ENTRIES SHOWN:
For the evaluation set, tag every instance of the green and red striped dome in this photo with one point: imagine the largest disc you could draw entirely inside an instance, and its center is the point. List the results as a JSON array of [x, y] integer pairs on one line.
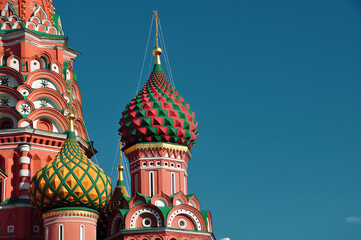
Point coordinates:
* * *
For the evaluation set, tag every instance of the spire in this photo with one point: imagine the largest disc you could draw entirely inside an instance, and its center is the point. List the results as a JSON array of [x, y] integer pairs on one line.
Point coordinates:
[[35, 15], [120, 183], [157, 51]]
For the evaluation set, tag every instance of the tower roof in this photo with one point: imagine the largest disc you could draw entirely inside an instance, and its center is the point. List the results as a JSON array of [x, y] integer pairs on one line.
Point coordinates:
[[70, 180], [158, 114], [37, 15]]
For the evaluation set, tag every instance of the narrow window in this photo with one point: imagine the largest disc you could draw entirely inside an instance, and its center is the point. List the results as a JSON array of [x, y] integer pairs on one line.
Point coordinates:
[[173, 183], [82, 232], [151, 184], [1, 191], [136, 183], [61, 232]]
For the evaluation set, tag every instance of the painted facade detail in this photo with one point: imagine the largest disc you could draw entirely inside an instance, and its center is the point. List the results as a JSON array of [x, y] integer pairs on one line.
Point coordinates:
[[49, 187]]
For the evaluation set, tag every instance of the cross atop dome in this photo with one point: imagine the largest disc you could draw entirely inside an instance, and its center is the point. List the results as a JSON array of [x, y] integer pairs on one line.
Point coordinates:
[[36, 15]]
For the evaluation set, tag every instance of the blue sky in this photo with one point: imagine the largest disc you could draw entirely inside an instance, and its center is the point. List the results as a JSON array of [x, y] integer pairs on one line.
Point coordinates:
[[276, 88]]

AIM OF THE TASK:
Format the stretch from the line containing "For the evaluation set, tag every instance of the blue" through the line containing "[[276, 88]]" as a two-column CSV with the headers text and answer. Give one row per entry, put each field in quotes, and replace line breaks with spaces.

PROBLEM SOLUTION:
text,answer
"For the evaluation set, tag every instance of the blue sky in this photo with one point: imagine the largest disc you could draw entirely inside an instance, and its center is the point. List the results as a JSON array of [x, y] integer pairs on one line. Point coordinates:","[[276, 88]]"